Stored data entries:
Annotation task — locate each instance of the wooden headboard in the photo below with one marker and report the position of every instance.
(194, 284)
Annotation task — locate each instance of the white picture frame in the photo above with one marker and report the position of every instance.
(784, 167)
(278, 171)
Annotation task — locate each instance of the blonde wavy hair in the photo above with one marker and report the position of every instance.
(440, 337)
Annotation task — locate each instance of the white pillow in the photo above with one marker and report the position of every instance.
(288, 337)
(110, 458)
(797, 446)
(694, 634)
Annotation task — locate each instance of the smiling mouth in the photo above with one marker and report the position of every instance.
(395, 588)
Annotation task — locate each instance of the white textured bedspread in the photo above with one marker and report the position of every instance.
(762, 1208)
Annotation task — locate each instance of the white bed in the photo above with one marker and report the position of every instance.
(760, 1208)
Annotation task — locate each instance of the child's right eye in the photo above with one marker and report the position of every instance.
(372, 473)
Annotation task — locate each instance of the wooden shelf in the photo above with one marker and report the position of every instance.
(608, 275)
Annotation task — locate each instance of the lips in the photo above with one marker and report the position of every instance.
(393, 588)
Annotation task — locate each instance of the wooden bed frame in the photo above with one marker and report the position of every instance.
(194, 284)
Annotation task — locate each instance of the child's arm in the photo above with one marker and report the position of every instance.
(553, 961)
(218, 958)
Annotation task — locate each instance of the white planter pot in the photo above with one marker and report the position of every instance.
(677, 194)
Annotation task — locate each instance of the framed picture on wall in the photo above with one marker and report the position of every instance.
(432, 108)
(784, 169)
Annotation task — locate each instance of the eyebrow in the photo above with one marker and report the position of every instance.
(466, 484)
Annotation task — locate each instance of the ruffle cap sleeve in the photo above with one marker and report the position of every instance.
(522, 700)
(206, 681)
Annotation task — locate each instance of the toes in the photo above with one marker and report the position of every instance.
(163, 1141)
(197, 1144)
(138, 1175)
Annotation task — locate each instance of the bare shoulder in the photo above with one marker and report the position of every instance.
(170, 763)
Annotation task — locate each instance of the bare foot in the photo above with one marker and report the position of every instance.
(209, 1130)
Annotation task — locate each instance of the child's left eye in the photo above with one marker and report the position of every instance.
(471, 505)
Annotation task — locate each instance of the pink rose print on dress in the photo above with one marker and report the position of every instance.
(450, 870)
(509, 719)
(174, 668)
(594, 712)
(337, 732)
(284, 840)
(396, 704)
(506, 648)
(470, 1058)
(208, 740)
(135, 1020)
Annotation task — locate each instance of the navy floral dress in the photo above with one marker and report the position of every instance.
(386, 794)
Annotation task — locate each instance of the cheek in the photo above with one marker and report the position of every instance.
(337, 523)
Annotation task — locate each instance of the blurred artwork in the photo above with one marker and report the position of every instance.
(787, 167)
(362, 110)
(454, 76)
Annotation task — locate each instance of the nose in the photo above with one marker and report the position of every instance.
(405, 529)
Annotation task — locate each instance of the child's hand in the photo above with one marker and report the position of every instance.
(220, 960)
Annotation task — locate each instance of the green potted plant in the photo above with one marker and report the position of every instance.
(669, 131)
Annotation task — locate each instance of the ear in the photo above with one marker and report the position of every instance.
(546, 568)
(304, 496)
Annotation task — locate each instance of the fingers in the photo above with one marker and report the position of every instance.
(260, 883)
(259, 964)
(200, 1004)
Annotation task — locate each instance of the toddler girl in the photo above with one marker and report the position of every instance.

• _WHAT YOU HAVE TO DO_: Write out every line of the data exactly, leaving nothing out.

• _SOLUTION_:
Annotation task — locate each instance of the wooden headboard in the photo below with one marker and report the position of every instance.
(194, 284)
Annotation task — locate each instance of the white picture frame in the photo above with one marker and report the position of every instance.
(784, 167)
(278, 171)
Annotation task — locate each instance of the blonde wavy hair in the photo above with one marker and report the position of every instance.
(440, 337)
Annotation task — locate each instance of the white pillow in the photo above with one marker and report the position of every instance.
(288, 337)
(110, 458)
(797, 446)
(694, 634)
Annotation task — locate each instance of the smiling mouth in the photo above with one marker and report the position of every instance.
(395, 588)
Annotation task — locate each instance of the white textured bedspread in the photo above with one marker and report the position of every instance.
(762, 1208)
Annotation task — locate each instance of the white bed in the photo above with one marker and report the position of every instance.
(760, 1208)
Annotation task — locate each instance of the child's right eye in the photo above with one marker and report the position of every instance.
(372, 473)
Annotation task — locate each instance of the wooden shelf in the photo above with one marker and report the position of every instance.
(608, 275)
Annotation task — locate each instance of the lips in the photo above with one marker and report the position of every instance.
(393, 588)
Annotation task — locate each instance of the wooden bed frame in the photo above with one marker and report the position of every instance.
(194, 284)
Annotation task — locate each instance of the child's arm in the photo above with one marker and report the position of every instance.
(553, 961)
(218, 958)
Annotation task — locate each instance of the white planter pot in the photo above with one marker and report the position of every instance.
(677, 194)
Annotation task — locate each instance of the framed picture on wall in the photo above with one marker and report the position of every instance.
(432, 108)
(784, 169)
Annotation task — locate each instance of the eyebrow in the photo above with one marker and report the position of every instance.
(466, 484)
Annotation task — locate each instance of the ruffle cap sleeve in the photo above with one marker and report the position of every instance.
(522, 700)
(206, 681)
Annotation task — locate each instance of the toes in the photo above with one marker and report the position of every instance.
(163, 1141)
(197, 1144)
(138, 1175)
Annotation task — locate each instance of the bare shoulder in the photo above with one marker and report the position of every instance.
(170, 763)
Annotation task — locate each instance of the bare foot in the photo above with one marker and report the position of every instance.
(209, 1130)
Annotation task — locate each instance of the child's left eye in the photo above with one marker and report the position of every instance.
(471, 505)
Annotation task — locate each instance of the pink rose print on dress in the photo above with one marker and report the position of every instance.
(450, 870)
(509, 719)
(174, 668)
(594, 712)
(337, 732)
(284, 840)
(396, 704)
(506, 648)
(470, 1058)
(208, 740)
(135, 1020)
Annotation task — locate each instance of the navy floral dress in the photo above with one marker and report the position of every instance.
(386, 794)
Annotation task — locate each instance of the cheek in the photo above with one marker and report the position of every instance.
(337, 523)
Annotation task — locate each instance of the blurred artwork in the photo above with one marker and report the position of every instance.
(787, 167)
(362, 110)
(454, 76)
Annotation task — locate each instance of the nose in the photo above with one marker and report the position of every instance.
(405, 529)
Annotation task — locate each instance of the child's hand in the photo above with one marker and report the position of every instance.
(220, 960)
Annotation task — locate each instance of the green potted plant in the photo above with one marker and report the position of every instance.
(669, 131)
Annotation task — locate each instance of the ear in the photo above with one marker and report the position of every instance.
(546, 568)
(304, 496)
Annotation task — locate each instance of the fingers in the photo above with one marker and report the position of every instance.
(260, 883)
(259, 964)
(200, 1004)
Annotation task — locate each instance of the toddler girl in the photo above with one marker and report the position of every instance.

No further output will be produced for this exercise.